Challenge
Update the data below by replacing every occurrence of "Write the pixel coordinates" with "Give the pixel coordinates" and reproducing all other text unchanged.

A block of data
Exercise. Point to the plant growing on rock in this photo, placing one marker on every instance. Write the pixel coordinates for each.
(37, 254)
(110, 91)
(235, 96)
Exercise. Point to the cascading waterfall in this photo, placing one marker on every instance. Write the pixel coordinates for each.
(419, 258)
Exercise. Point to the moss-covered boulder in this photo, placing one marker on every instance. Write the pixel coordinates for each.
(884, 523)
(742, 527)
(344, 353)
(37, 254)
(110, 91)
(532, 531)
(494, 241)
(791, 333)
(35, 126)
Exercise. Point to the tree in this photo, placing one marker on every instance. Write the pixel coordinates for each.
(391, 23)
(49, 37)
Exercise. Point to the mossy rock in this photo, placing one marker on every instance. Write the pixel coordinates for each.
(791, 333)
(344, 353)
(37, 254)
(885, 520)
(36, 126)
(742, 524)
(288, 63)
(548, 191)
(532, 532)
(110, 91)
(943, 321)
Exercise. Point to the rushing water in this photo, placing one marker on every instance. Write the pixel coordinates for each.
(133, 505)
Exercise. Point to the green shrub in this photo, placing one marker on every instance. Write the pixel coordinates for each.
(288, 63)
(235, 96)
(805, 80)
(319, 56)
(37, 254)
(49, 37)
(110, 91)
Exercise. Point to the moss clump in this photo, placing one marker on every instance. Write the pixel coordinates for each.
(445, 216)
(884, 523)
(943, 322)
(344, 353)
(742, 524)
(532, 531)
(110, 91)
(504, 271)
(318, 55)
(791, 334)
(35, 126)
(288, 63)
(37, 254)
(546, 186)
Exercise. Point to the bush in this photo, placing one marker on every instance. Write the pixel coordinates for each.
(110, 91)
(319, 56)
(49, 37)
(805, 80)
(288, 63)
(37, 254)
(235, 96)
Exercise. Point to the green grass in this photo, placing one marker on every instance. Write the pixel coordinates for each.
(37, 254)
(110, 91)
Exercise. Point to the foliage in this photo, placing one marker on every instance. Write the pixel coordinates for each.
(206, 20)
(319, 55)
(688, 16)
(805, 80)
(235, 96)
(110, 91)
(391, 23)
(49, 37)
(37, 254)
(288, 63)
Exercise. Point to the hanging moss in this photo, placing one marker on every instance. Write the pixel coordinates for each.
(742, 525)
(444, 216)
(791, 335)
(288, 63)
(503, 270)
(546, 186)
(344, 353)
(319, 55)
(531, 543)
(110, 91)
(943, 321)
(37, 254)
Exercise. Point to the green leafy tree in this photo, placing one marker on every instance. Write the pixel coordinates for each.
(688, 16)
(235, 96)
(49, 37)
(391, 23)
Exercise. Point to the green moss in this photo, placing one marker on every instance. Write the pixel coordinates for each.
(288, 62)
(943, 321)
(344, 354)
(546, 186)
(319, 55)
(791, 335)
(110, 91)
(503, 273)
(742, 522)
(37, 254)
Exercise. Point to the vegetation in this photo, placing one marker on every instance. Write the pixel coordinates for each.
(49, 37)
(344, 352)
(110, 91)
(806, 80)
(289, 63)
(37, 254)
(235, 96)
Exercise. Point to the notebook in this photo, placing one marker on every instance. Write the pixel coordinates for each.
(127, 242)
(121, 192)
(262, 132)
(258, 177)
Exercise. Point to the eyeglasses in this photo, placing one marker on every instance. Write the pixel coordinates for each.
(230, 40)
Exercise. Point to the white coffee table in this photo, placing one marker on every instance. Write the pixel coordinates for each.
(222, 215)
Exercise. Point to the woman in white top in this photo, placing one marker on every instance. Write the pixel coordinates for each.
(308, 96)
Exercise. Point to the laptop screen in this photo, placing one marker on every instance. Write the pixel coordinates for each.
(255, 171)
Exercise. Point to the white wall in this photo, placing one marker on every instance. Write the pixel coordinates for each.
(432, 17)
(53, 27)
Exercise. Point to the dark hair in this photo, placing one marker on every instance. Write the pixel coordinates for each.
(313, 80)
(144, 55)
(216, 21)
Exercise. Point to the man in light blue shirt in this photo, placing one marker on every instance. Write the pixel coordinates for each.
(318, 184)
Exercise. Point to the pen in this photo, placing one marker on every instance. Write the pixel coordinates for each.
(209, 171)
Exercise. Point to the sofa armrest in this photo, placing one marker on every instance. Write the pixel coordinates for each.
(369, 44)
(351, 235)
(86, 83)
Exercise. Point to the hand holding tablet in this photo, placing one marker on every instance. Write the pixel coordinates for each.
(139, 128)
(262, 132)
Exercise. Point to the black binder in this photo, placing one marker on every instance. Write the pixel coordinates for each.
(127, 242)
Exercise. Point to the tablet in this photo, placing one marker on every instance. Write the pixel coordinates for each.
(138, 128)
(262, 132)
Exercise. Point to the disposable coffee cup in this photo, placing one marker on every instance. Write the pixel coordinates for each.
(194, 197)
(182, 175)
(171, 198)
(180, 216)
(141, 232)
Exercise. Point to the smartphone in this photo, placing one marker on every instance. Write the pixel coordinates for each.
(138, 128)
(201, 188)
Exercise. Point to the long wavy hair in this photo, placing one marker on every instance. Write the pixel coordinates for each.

Answer to this problem
Exercise. Point to the plant growing on rock in this photo, placing one marker on every instance. Give the pixel coordinates for each.
(37, 254)
(110, 91)
(235, 96)
Exercise. Point to the cascading waterfall in this photo, placing one marker on every instance. Give the pixel coordinates for each.
(419, 258)
Exercise. Point to the moss-covered boulder in this photo, placing one marker on every instance. Give the pixel coordinates for each.
(884, 523)
(742, 527)
(344, 353)
(37, 254)
(110, 91)
(532, 531)
(494, 241)
(791, 333)
(35, 126)
Exercise. Point to the tree in this photo, placing one marker on every instance. Give the pixel coordinates for each.
(391, 23)
(49, 37)
Exercise. Point to the mossy rock in this photo, placing one marker on every instance. Give the pixel coordinates for each.
(791, 333)
(344, 353)
(37, 254)
(885, 520)
(36, 126)
(742, 524)
(288, 63)
(548, 191)
(532, 532)
(110, 91)
(943, 321)
Exercise. Point to the rushing water in this photo, placing one marker on every instance. Give the pixel coordinates for each.
(133, 505)
Exercise. Point to the green shrub in this photo, placing one marker on every instance. Give the pixel coordinates for each.
(288, 63)
(235, 96)
(805, 80)
(319, 56)
(37, 254)
(49, 37)
(110, 91)
Exercise. Point to the moss clump in this photo, placing one marker on every instance. Give the pixel coordinates for each.
(445, 216)
(884, 523)
(943, 322)
(344, 353)
(742, 524)
(532, 531)
(110, 91)
(504, 271)
(318, 55)
(791, 334)
(35, 126)
(288, 63)
(37, 254)
(546, 186)
Exercise. Point to the bush in this photo, placing one marker on every instance. Give the pixel coordinates for each.
(110, 91)
(319, 56)
(49, 37)
(805, 80)
(288, 63)
(37, 254)
(235, 96)
Exercise. Point to the green grass in this photo, placing one marker on every instance. Give the pixel coordinates for each.
(37, 254)
(110, 91)
Exercise. Point to the foliage in this photo, placing one marker on every instance. Give the pixel coordinates for each.
(206, 20)
(319, 55)
(688, 16)
(805, 80)
(235, 96)
(110, 91)
(391, 23)
(49, 37)
(37, 254)
(288, 63)
Exercise. Point to the hanging moss in this photo, placing one marker on every instance. Give the pixel coordinates for each.
(742, 525)
(444, 216)
(791, 335)
(288, 63)
(503, 270)
(546, 186)
(344, 353)
(319, 55)
(531, 543)
(110, 91)
(943, 321)
(37, 254)
Exercise. Point to the green leafy tree in this photo, placing one marker on every instance. Give the pixel coordinates for each.
(688, 16)
(235, 96)
(49, 37)
(391, 23)
Exercise. Point to the green moss in this photo, placing one marker on every instance. Give the pixel coordinates for each.
(288, 62)
(943, 321)
(344, 354)
(546, 186)
(319, 55)
(791, 335)
(110, 91)
(503, 273)
(742, 522)
(37, 254)
Exercise. Point to the vegetation in this photo, placing one marker on every instance. Give the pixel coordinates for each.
(49, 37)
(344, 352)
(110, 91)
(806, 80)
(289, 63)
(37, 254)
(235, 96)
Exercise. Point to the notebook in this photo, placing one marker on every instance. Give the pixel coordinates for each.
(127, 242)
(121, 192)
(262, 132)
(258, 177)
Exercise. Point to the eyeglasses in this photo, placing one marker on every instance. Give the pixel coordinates for each.
(230, 40)
Exercise. Point to the white coffee table in this photo, placing one marker on every instance. Give the pixel coordinates for each.
(222, 215)
Exercise. Point to the woman in white top in this photo, placing one marker on every instance. Give the pixel coordinates for each.
(308, 96)
Exercise. Point to the laptop screen in this photo, placing one marker on every instance. Give the pixel coordinates for each.
(255, 171)
Exercise. Point to the white wall in this photo, placing one marker on every instance. Give the pixel coordinates for each.
(432, 17)
(53, 27)
Exercise. Point to the dark hair in this photo, placing one marker on every instance. Give the pixel coordinates for each.
(313, 80)
(144, 55)
(216, 21)
Exercise. Point to the man in light blue shirt in this photo, placing one marker on every instance. Give the pixel coordinates for each.
(318, 184)
Exercise. Point to the pen in this photo, placing one marker on every instance. Give the pixel coordinates for each.
(209, 171)
Exercise. Point to the sofa armrest in this photo, placing one marker on every instance. Give the pixel coordinates for each.
(369, 44)
(351, 235)
(86, 83)
Exercise. Point to the hand holding tablet in this photo, placing one marker on every instance. Give the pixel coordinates for each.
(139, 128)
(262, 132)
Exercise. Point to the black binder in this photo, placing one marker on every instance. Give the pixel coordinates for each.
(127, 242)
Exercise. Point to the tablet in this photo, placing one marker on every instance. Give the pixel coordinates for each.
(138, 128)
(262, 132)
Exercise. Point to the disposable coffee cup in this photo, placing one marker on every instance. Give the pixel coordinates for each.
(194, 197)
(182, 175)
(171, 198)
(180, 216)
(141, 232)
Exercise. Point to the smartphone in this photo, placing one marker on every instance. Give the pixel coordinates for each.
(138, 128)
(201, 188)
Exercise. Point to the long wavy hair in this photo, placing one marker on every instance. Give the pixel coordinates for each.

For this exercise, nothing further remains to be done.